KUMPULAN TUGAS »
A: Perbarui semua baris, mulai dari baris yang memuat "Mark the hand" sampai baris terakhir, dengan mengganti "sample" menjadi "example". Biarkan bagian lainnya tetap sama.
B: Lanjutkan teks tentang hukum berkurban untuk orang yang telah meninggal, dimulai setelah kalimat terakhirnya.

BAGIAN TEKS »
Salah satu bentuk ibadah yang dilaksanakan pada momen Idul Adha adalah penyembelihan hewan kurban. Proses penyembelihan ini dapat dilakukan sampai akhir hari tasyrik (tanggal 13 Dzulhijah). Daging-daging hewan yang sudah disembelih kemudian dibagikan kepada orang yang tidak mampu. Namun, muncul pertanyaan di kalangan masyarakat: apakah boleh berkurban untuk orang-orang yang sudah meninggal?

Menurut mayoritas ulama fikih yang bermazhab Hanafi, Hanbali, dan Maliki serta sebagian dari ulama mazhab Syafi’i, berkurban untuk mayit diperbolehkan secara mutlak. Pahala kurban tersebut dapat sampai kepada mayit dengan izin Allah Swt.

Hanya saja, menurut ulama mazhab Maliki boleh tetapi makruh. Alasan mereka adalah karena kematian tidak bisa menghalangi orang yang meninggal dunia untuk ber-taqarrub kepada Allah Swt sebagaimana dalam sedekah dan ibadah haji.

Akan tetapi ulama mazhab Hanbali justru berpendapat bahwa kurban untuk orang yang sudah meninggal lebih utama dari pada kurban untuk orang yang masih hidup. Sebab orang yang sudah meninggal sangat membutuhkan kiriman pahala.

Pendapat mereka ini berdasarkan hadis sahih yang diriwayatkan oleh Sayyidah ‘Aisyah:

أَنَّ رَسُولَ اللهِ صَلَّى اللهُ عَلَيْهِ وَسَلَّمَ أُتِيَ بِكبش لِيُضَحِّيَ بِهِ، فأَضْجَعَهُ، ثُمَّ ذَبَحَهُ، ثُمَّ قَالَ: بِاسْمِ اللهِ، اللهُمَّ تَقَبَّلْ مِنْ مُحَمَّدٍ، وَآلِ مُحَمَّدٍ، وَمِنْ أُمَّةِ مُحَمَّدٍ، ثُمَّ ضَحَّى بِهِ

Artinya:“Rasul saw dibawakan seekor domba (kibas) yang akan dijadikan kurban. Kemudian Rasul saw membaringkan domba itu, lalu menyembelihnya. Pada saat akan menyembelih, beliau berdoa: ‘Dengan menyebut nama Allah, Ya Allah, terimalah kurban ini dari Muhammad, keluarga Muhammad, dan umat Muhammad.”

MASUKAN LATIHAN »
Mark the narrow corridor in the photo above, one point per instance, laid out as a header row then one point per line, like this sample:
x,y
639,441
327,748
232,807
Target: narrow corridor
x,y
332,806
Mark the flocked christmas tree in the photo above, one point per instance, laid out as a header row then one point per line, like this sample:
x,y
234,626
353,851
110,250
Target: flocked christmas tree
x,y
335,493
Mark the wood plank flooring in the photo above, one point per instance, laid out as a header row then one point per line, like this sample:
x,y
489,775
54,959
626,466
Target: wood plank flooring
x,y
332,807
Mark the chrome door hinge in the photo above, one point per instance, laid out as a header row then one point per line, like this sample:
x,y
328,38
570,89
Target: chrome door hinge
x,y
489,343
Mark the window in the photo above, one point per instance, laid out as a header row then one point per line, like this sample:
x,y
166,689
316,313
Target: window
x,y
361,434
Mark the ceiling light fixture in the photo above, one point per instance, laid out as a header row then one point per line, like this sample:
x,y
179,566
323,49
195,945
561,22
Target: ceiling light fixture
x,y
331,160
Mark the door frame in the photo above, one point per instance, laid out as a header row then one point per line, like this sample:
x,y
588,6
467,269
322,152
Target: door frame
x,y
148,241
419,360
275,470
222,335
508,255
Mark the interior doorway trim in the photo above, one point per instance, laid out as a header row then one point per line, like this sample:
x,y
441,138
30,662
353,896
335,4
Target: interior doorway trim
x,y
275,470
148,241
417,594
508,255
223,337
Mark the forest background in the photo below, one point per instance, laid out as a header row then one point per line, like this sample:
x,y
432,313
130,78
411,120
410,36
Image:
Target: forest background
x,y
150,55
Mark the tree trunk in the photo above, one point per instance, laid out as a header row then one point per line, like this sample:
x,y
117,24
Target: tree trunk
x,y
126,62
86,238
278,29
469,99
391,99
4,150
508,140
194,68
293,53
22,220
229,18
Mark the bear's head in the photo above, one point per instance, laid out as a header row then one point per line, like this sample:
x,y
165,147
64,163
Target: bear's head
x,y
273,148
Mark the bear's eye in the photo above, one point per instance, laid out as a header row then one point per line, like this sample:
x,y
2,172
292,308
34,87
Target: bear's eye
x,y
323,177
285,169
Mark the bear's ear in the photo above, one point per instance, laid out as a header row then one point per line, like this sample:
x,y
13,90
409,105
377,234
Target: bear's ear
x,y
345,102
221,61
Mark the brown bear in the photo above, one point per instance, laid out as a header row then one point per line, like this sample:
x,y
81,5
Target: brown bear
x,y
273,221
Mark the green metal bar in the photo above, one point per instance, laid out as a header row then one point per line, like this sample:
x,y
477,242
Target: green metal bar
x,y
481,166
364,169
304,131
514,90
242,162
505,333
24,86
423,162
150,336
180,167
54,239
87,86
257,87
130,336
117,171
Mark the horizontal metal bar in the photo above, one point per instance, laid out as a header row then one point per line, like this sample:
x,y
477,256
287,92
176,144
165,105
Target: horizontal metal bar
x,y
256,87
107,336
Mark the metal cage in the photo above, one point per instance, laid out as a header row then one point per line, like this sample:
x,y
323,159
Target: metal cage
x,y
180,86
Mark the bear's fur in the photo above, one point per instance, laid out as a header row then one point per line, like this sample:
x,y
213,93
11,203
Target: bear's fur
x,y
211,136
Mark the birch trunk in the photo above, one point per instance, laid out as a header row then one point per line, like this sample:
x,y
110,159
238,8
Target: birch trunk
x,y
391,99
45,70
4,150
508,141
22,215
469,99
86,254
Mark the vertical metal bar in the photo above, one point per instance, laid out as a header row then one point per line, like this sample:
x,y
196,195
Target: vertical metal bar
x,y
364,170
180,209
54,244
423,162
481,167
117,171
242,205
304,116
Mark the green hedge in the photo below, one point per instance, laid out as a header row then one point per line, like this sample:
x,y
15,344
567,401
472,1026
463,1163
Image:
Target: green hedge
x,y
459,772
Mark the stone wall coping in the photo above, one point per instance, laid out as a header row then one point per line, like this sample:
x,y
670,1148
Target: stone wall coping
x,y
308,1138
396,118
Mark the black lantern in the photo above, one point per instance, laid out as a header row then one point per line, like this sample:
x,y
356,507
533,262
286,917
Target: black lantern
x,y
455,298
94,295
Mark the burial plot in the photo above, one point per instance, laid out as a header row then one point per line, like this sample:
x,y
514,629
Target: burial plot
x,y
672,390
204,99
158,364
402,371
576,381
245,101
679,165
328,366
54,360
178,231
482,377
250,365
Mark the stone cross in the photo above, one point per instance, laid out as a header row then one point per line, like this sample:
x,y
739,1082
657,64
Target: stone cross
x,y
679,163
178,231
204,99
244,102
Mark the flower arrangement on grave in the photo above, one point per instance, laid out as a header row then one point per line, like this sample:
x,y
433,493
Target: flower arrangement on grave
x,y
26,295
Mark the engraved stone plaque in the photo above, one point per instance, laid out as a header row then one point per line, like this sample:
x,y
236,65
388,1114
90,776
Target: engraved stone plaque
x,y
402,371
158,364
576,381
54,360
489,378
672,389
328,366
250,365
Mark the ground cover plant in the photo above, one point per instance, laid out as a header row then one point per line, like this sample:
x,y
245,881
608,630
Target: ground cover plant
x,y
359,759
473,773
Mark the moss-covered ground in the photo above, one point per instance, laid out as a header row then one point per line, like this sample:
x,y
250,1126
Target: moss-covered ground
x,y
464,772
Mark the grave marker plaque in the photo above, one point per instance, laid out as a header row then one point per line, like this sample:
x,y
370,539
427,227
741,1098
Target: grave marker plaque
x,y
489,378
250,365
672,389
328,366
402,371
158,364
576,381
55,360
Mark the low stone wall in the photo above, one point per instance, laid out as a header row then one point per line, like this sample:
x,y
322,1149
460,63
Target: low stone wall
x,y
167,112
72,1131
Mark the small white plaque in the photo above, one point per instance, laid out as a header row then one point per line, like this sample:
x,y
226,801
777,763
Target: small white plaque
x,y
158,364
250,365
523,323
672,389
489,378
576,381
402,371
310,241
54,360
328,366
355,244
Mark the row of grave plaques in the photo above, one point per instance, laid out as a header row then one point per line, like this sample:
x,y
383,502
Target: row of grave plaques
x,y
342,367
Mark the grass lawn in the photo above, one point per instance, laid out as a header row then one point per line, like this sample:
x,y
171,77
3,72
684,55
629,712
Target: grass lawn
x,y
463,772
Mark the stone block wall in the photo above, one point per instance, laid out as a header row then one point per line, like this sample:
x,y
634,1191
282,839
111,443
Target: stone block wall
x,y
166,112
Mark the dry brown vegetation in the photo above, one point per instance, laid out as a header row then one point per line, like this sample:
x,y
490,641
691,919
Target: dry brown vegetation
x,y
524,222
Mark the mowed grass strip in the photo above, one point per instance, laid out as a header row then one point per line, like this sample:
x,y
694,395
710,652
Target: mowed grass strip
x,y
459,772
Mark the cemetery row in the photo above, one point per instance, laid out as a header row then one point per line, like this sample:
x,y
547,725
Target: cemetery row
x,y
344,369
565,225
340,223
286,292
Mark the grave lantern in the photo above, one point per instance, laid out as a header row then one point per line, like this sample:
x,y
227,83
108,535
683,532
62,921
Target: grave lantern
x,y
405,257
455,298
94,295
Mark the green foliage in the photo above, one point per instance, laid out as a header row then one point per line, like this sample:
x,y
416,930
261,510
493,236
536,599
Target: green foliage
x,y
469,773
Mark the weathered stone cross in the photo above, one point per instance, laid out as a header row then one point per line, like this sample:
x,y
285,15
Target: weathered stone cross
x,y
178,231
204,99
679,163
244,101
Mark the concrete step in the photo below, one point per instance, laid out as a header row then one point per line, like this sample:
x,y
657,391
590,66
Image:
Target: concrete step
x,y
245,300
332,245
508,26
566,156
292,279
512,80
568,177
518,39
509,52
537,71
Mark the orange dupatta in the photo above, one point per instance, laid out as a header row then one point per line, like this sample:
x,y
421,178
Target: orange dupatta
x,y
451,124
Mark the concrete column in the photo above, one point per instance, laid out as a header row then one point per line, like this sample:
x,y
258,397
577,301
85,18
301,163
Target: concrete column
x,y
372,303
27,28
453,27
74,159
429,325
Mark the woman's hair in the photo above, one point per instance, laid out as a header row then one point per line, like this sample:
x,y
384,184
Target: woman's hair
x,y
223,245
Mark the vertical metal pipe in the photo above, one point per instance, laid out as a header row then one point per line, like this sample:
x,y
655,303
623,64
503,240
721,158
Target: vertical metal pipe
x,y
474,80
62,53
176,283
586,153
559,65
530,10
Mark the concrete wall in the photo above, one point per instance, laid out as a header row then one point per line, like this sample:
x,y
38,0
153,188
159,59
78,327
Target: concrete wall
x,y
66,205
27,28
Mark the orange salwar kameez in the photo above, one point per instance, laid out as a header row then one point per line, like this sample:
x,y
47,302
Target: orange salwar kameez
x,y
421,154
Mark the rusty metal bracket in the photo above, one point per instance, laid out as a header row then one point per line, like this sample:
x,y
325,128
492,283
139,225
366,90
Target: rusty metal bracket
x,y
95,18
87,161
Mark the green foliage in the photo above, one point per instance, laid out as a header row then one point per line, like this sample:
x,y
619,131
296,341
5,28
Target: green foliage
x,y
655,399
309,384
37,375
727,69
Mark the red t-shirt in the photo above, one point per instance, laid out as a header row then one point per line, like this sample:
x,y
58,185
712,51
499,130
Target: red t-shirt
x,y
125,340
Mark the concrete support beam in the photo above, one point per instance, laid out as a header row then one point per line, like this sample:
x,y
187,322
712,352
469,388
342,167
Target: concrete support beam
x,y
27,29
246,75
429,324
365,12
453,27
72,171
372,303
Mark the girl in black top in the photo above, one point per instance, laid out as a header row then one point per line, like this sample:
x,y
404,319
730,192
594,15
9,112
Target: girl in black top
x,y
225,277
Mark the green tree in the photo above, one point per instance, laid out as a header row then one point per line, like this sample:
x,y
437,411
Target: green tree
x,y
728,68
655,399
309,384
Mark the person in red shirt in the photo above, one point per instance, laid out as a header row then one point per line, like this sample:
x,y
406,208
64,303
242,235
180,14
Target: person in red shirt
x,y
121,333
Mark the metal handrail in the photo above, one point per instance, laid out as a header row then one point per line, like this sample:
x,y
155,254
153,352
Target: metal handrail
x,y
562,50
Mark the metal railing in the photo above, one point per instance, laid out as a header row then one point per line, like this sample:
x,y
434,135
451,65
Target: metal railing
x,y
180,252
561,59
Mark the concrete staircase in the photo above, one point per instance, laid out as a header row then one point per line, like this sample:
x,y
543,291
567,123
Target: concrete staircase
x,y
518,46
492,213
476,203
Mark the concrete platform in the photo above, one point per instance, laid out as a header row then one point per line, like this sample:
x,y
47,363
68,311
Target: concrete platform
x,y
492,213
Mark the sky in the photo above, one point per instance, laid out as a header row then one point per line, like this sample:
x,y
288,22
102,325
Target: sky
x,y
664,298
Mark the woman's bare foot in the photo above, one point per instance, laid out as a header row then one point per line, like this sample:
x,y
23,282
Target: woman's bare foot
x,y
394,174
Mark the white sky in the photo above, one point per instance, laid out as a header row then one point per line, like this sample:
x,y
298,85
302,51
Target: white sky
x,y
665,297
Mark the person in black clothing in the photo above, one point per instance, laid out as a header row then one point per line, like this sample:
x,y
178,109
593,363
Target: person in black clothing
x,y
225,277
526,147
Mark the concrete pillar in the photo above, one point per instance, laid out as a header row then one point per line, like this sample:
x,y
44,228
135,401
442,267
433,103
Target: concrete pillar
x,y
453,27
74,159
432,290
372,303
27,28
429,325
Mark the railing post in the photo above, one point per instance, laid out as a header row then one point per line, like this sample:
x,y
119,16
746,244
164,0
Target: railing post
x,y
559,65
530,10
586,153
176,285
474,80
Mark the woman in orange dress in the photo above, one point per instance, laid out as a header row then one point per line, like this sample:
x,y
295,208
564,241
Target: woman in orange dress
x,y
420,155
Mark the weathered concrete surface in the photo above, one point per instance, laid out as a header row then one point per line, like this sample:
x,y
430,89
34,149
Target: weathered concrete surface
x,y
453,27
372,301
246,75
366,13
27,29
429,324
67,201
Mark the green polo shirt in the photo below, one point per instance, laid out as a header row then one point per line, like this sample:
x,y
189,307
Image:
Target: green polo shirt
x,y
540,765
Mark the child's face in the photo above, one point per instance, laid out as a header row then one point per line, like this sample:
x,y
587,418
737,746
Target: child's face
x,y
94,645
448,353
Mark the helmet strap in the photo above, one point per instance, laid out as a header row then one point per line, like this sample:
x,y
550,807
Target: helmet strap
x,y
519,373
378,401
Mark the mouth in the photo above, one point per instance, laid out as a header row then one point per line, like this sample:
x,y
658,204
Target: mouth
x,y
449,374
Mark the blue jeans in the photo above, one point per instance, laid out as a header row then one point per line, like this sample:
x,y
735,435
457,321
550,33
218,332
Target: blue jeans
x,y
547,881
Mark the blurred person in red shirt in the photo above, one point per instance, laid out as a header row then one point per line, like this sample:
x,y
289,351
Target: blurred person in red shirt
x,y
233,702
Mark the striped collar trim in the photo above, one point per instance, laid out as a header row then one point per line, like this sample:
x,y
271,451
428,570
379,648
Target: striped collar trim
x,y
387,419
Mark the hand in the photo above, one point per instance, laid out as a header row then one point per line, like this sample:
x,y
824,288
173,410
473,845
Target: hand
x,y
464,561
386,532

HASIL TUGAS »
A:
Mark the hand in the photo above, one point per instance, laid out as a header row then one point per line, like this example:
x,y
824,288
173,410
473,845
Target: hand
x,y
464,561
386,532

B:
Sebagaimana diketahui, sebagian umat Rasul saw ada yang sudah meninggal dunia. Rasul Saw telah menjadikan pahala kurban itu untuk seluruh umatnya (baik yang sudah meninggal maupun yang masih hidup). Dengan demikian, berdasarkan hadis ini, berkurban untuk mayit diperbolehkan.

Sedangkan menurut Abu al-Hasan al-Abbadi, berkurban termasuk sedekah, sedangkan bersedekah untuk orang yang telah meninggal dunia adalah sah dan bisa memberikan kebaikan kepadanya, serta pahalanya bisa sampai kepadanya, sebagaimana yang telah disepakati oleh para ulama.

Pendapat beliau dinukil oleh Imam Nawawi dalam kitabnya al-Majmu’ Syarh al-Muhadzdzab:

وَأَمَّا التَّضْحِيَةُ عَنْ الْمَيِّتِ فَقَدْ أَطْلَقَ أَبُوالْحَسَنِ الْعَبَّادِيُّ جَوَازَهَا لِأَنَّهَا ضَرْبٌ مِنْ الصَّدَقَةِ وَالصَّدَقَةُ تَصِحُّ عَنْ الْمَيِّتِ وَتَنْفَعُ هُوَتَصِلُ إلَيْهِ بِالْإِجْمَاعِ

Artinya: “Adapun berkurban untuk orang yang sudah meninggal dunia maka Abu al-Hasan al-Abbadi memperbolehkannya secara mutlak karena termasuk sedekah, sedangkan sedekah untuk orang yang telah meninggal dunia itu sah, bermanfaat untuknya, dan pahalanya bisa sampai kepadanya sebagaimana ketetapan ijma para ulama.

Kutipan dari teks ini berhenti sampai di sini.